Transcribe the data exactly. Leave nothing out.

**Input data**
------------------------

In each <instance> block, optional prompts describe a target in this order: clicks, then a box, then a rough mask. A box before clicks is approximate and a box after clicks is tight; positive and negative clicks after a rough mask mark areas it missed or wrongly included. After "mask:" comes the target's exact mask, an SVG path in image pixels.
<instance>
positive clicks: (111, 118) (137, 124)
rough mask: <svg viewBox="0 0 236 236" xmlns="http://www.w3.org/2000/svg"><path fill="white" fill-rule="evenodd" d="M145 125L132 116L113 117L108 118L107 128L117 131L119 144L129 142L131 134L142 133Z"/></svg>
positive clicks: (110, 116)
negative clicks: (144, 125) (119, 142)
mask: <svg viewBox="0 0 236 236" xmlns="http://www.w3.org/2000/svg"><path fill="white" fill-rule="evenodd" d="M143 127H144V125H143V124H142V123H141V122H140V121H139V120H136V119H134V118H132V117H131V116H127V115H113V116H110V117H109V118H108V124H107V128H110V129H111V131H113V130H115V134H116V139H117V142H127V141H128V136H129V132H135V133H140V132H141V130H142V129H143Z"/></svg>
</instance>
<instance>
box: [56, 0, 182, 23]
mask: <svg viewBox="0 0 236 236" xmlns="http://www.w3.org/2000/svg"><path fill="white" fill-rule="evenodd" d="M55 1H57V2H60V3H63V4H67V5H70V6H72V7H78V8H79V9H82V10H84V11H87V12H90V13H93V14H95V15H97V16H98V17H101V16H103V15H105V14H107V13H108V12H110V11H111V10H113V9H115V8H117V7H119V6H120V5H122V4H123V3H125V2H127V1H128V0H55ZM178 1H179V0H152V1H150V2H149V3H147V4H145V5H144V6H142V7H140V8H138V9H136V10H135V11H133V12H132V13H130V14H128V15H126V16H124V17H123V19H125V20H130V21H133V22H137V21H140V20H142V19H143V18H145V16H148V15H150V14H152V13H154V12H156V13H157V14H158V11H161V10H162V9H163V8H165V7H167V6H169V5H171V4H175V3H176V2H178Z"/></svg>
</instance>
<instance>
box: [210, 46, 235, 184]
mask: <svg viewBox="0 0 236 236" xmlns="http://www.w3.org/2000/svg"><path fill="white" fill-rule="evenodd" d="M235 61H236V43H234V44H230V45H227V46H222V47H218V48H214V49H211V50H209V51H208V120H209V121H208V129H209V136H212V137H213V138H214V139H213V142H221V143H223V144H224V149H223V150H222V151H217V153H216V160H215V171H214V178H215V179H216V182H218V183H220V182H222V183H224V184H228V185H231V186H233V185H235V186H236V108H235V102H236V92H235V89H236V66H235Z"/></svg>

------------------------

**Result of this task**
In each <instance> block, optional prompts describe a target in this order: clicks, then a box, then a rough mask. A box before clicks is approximate and a box after clicks is tight; positive and negative clicks after a rough mask mark areas it missed or wrongly included. After "mask:" comes the target's exact mask, an SVG path in image pixels.
<instance>
positive clicks: (111, 118) (137, 124)
rough mask: <svg viewBox="0 0 236 236" xmlns="http://www.w3.org/2000/svg"><path fill="white" fill-rule="evenodd" d="M145 125L132 116L113 117L108 118L107 128L117 131L119 144L129 142L131 134L142 133Z"/></svg>
positive clicks: (110, 116)
negative clicks: (144, 125) (119, 142)
mask: <svg viewBox="0 0 236 236" xmlns="http://www.w3.org/2000/svg"><path fill="white" fill-rule="evenodd" d="M143 127H144V125H143V124H142V123H141V122H140V121H139V120H136V119H134V118H132V117H131V116H127V115H113V116H110V117H109V118H108V124H107V128H110V129H111V131H113V130H115V134H116V139H117V142H127V141H128V136H129V132H135V133H140V132H141V130H142V129H143Z"/></svg>
</instance>
<instance>
box: [56, 0, 182, 23]
mask: <svg viewBox="0 0 236 236" xmlns="http://www.w3.org/2000/svg"><path fill="white" fill-rule="evenodd" d="M55 1H57V2H60V3H63V4H67V5H70V6H72V7H78V8H79V9H82V10H84V11H87V12H90V13H93V14H95V15H97V16H98V17H101V16H103V15H105V14H107V13H108V12H110V11H111V10H113V9H115V8H117V7H119V6H120V5H122V4H123V3H125V2H127V1H128V0H55ZM178 1H179V0H152V1H150V2H149V3H147V4H145V5H144V6H142V7H140V8H138V9H136V10H135V11H133V12H132V13H130V14H128V15H126V16H124V17H123V19H125V20H130V21H133V22H137V21H140V20H142V19H143V18H145V16H148V15H150V14H152V13H154V12H156V13H157V14H158V11H161V10H162V9H163V8H165V7H167V6H169V5H171V4H175V3H176V2H178Z"/></svg>
</instance>
<instance>
box: [210, 46, 235, 184]
mask: <svg viewBox="0 0 236 236" xmlns="http://www.w3.org/2000/svg"><path fill="white" fill-rule="evenodd" d="M235 61H236V43H234V44H230V45H227V46H222V47H218V48H214V49H211V50H209V51H208V120H209V121H208V129H209V136H212V137H213V138H214V139H213V142H221V143H223V144H224V149H223V150H222V151H217V153H216V160H215V171H214V178H215V179H216V182H218V183H220V182H222V183H224V184H228V185H231V186H233V185H235V186H236V108H235V102H236V92H235V89H236V66H235Z"/></svg>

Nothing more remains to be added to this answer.